(Lines of data)
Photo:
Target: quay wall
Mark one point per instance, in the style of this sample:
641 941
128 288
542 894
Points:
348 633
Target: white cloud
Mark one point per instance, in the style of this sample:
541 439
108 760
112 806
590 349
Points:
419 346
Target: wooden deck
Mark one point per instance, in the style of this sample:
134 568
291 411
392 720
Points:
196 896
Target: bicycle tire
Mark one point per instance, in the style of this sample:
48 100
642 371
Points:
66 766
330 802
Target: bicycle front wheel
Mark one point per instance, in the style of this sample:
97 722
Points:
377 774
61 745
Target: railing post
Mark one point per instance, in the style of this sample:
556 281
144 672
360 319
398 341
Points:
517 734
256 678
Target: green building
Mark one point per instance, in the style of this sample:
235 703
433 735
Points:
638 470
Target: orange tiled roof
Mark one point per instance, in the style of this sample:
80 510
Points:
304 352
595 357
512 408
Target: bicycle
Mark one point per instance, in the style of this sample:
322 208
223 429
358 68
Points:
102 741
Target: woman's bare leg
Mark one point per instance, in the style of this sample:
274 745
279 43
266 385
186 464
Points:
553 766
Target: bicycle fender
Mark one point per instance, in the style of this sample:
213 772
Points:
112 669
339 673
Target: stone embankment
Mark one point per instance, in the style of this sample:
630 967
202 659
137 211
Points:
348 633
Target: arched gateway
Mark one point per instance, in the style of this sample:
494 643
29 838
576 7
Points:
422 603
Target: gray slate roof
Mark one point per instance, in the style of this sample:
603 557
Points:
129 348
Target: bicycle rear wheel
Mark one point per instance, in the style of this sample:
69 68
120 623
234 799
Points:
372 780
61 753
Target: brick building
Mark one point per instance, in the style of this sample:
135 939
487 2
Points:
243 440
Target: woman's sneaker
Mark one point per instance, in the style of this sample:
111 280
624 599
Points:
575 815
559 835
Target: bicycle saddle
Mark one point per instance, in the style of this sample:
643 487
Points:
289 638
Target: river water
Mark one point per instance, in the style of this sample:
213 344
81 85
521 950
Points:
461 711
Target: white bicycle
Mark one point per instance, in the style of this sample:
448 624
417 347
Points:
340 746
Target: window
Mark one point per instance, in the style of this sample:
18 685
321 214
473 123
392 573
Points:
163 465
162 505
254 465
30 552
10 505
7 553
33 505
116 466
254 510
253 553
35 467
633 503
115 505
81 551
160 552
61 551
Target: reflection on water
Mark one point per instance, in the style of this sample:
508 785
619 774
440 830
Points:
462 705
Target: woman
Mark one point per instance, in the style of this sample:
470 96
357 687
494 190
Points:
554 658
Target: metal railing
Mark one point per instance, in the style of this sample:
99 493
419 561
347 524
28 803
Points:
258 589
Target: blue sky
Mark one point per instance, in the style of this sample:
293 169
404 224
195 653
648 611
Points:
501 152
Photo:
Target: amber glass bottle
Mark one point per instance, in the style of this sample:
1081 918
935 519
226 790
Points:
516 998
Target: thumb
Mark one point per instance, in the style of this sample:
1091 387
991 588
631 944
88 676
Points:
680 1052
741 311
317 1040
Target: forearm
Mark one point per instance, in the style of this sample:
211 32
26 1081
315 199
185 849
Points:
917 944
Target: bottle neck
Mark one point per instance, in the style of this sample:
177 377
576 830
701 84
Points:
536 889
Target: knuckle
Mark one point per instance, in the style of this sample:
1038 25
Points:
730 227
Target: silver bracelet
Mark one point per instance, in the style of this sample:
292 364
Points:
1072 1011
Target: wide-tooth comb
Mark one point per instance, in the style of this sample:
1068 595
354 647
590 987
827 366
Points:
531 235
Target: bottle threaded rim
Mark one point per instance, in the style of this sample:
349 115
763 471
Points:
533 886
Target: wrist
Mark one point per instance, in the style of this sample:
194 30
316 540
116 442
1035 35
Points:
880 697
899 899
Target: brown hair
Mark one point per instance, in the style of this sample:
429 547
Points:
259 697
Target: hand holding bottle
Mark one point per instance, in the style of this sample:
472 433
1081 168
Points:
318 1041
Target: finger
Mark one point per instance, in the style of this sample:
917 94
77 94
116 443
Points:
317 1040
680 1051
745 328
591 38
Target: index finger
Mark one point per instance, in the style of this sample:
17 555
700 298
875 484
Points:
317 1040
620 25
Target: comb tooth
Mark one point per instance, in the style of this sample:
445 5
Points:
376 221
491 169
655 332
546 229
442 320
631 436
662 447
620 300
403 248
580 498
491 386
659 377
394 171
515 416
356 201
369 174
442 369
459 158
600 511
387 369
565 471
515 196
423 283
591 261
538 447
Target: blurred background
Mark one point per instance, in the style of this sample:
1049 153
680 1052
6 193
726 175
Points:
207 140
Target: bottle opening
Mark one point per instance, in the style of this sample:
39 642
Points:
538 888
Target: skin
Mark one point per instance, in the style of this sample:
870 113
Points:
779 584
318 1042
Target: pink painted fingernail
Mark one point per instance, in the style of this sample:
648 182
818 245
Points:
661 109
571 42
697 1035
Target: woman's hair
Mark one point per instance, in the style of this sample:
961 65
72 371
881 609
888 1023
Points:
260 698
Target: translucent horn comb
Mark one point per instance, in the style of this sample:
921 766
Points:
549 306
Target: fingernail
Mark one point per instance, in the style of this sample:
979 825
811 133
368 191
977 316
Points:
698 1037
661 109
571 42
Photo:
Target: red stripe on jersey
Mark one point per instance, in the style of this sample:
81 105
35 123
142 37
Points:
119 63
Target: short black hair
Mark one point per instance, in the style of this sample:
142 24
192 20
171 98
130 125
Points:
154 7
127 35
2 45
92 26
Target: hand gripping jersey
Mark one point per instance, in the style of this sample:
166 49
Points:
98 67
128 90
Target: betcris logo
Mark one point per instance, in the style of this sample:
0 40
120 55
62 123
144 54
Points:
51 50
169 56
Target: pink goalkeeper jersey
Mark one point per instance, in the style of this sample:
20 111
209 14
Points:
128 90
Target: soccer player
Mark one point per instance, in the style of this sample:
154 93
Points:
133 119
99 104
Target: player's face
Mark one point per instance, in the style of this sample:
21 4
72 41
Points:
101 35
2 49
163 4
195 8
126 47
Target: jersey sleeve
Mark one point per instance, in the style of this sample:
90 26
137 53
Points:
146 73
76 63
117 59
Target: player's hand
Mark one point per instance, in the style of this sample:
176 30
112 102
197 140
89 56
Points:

## WORK INSTRUCTIONS
Print every one of the entries above again, keeping each line identical to the original.

## TASK OUTPUT
Photo:
Target: quay wall
Mark one point per instance, in the style of this sample:
641 941
128 288
542 894
Points:
348 633
Target: white cloud
Mark one point per instance, in the style of this sample:
541 439
108 760
112 806
590 349
Points:
419 346
Target: wooden deck
Mark one point per instance, in the style of this sample:
134 568
291 411
392 720
Points:
196 896
Target: bicycle tire
Mark one point per instance, in the style of this sample:
48 100
642 371
Points:
66 766
330 802
Target: bicycle front wheel
Mark one point per instance, in the style of this sample:
97 722
Points:
377 774
61 745
Target: railing post
Mark one point per instance, in the style of this sample:
556 281
144 672
360 319
398 341
Points:
517 734
256 678
Target: green building
Mark one point per instance, in the style of this sample:
235 703
433 735
Points:
638 470
Target: orange tiled roof
Mark one point per instance, in the style of this sample:
80 510
Points:
304 352
595 357
512 408
Target: bicycle
Mark one point per instance, in the style of this sample:
322 208
223 429
358 68
Points:
102 741
Target: woman's bare leg
Mark one point per instance, in the style of this sample:
274 745
279 43
266 385
186 464
Points:
553 766
Target: bicycle fender
Mark one point per instance, in the style of this sample:
213 772
Points:
112 669
339 673
Target: stone embankment
Mark one point per instance, in the style of this sample:
630 967
202 659
137 211
Points:
348 633
Target: arched gateway
Mark one point per instance, in the style of this sample:
494 643
29 838
576 7
Points:
422 603
Target: gray slate roof
Mark one point per instance, in the style of this sample:
603 557
Points:
129 348
Target: bicycle rear wheel
Mark one point per instance, in the style of this sample:
69 68
120 623
234 799
Points:
372 780
61 753
Target: brick building
Mark one point per instance, in the style of this sample:
135 939
487 2
Points:
243 440
Target: woman's sneaker
Mark one point per instance, in the style of this sample:
111 280
624 599
Points:
575 815
559 835
Target: bicycle saddle
Mark one point per instance, in the style of this sample:
643 487
Points:
289 638
Target: river water
Mark one point per instance, in the style of this sample:
213 344
81 85
521 950
Points:
461 711
Target: white bicycle
Mark one point per instance, in the style of this sample:
448 624
417 347
Points:
340 746
Target: window
Mark one point per instance, in the style of this sample:
18 685
321 214
473 123
392 573
Points:
163 465
162 505
254 465
30 552
10 505
7 553
33 505
116 466
254 510
253 553
35 467
633 503
115 505
81 551
160 552
61 551
Target: reflection on water
Mark one point per instance, in the style of this sample:
508 785
619 774
440 830
Points:
462 705
Target: woman
Mark one point per instance, in the style of this sample:
470 96
357 687
494 190
Points:
554 658
Target: metal railing
Mark one point per instance, in the style of this sample:
99 493
419 561
347 524
28 803
Points:
258 589
Target: blue sky
Mark one point per instance, in the style of this sample:
293 169
404 224
195 653
648 611
Points:
501 152
Photo:
Target: amber glass bottle
Mark one point per instance, in the style of this sample:
1081 918
935 519
226 790
Points:
516 998
Target: thumb
Mark one point per instance, in the style of this sample:
1091 387
991 588
631 944
88 676
Points:
680 1052
741 311
317 1040
Target: forearm
Mark one point per instance, in the style of this sample:
211 32
26 1081
315 199
185 849
Points:
917 944
Target: bottle neck
Mark one point per instance, in the style of this sample:
177 377
576 830
701 84
Points:
536 889
Target: knuckle
Mark one point per instance, in the style of this sample:
1038 25
Points:
730 227
Target: silver bracelet
Mark one point per instance, in the style of this sample:
292 364
Points:
1072 1011
Target: wide-tooth comb
Mark one point per instance, in the style of this sample:
1068 595
354 647
590 987
827 366
Points:
531 235
Target: bottle threaded rim
Mark one point per instance, in the style of this sample:
349 115
763 471
Points:
533 886
Target: wrist
Mark one point per instance, in the style of this sample:
194 30
316 540
116 442
1035 35
Points:
880 697
899 899
Target: brown hair
Mark one point per instance, in the style of this sample:
429 547
Points:
259 697
Target: hand holding bottle
Mark one point per instance, in the style of this sample:
472 433
1081 168
Points:
318 1041
Target: finger
Mark one point per instance, in the style of this sample:
917 94
77 94
116 443
Points:
317 1040
680 1051
745 328
591 38
Target: index finger
Mark one point per instance, in the style of this sample:
17 555
700 298
875 484
Points:
317 1040
620 25
Target: comb tooth
Mark one point per instance, in the style of this sample:
445 5
Points:
376 221
491 169
655 332
546 229
442 320
631 436
662 447
620 300
403 248
580 498
491 386
659 377
394 171
515 416
356 201
369 174
442 369
459 158
600 511
387 369
565 471
515 196
423 283
591 261
538 447
Target: blurred background
Mark one point per instance, in the style of this sample:
1049 153
680 1052
6 193
726 175
Points:
207 140
Target: bottle opening
Mark one point per instance, in the style of this sample:
39 642
Points:
538 888
Target: skin
Mark one point per instance, in the style of this sample:
870 113
Points:
779 584
318 1042
Target: pink painted fingernail
Mark one point per instance, in the style of this sample:
648 182
818 245
Points:
661 109
571 42
697 1035
Target: woman's hair
Mark one point per instance, in the style of this sample:
961 65
72 371
881 609
888 1023
Points:
260 698
Target: translucent horn comb
Mark one point per instance, in the style of this sample:
921 766
Points:
549 306
Target: fingernail
Mark one point per instance, in the style of this sample:
979 825
811 133
368 191
977 316
Points:
698 1037
661 109
571 42
Photo:
Target: red stripe on jersey
Mark one point per instance, in the style of this sample:
81 105
35 123
142 37
Points:
119 63
Target: short black hair
Mark one point per instance, in the style of this sample:
142 24
192 20
171 98
130 125
Points:
154 7
127 35
2 45
92 26
Target: hand gripping jersey
Mark one point per instance, in the style of this sample:
166 49
Points:
98 67
128 90
Target: betcris logo
Mark one point per instance, in the style of this sample:
0 40
120 55
62 123
144 54
Points:
51 50
169 56
Target: pink goalkeeper jersey
Mark one point per instance, in the style of this sample:
20 111
209 14
Points:
128 90
Target: soccer player
Mark one point per instance, in the style of this sample:
154 93
Points:
133 119
99 104
Target: player's face
Mark one point per instance, in the style of this sample:
21 4
72 41
Points:
101 35
2 49
163 4
195 8
126 47
Target: jersey sleeve
Mark one point per instance, in the style of this sample:
90 26
137 53
Points:
146 73
76 63
117 59
Target: player's hand
Mark one point per instance, in the style of this sample:
176 30
112 102
197 140
89 56
Points:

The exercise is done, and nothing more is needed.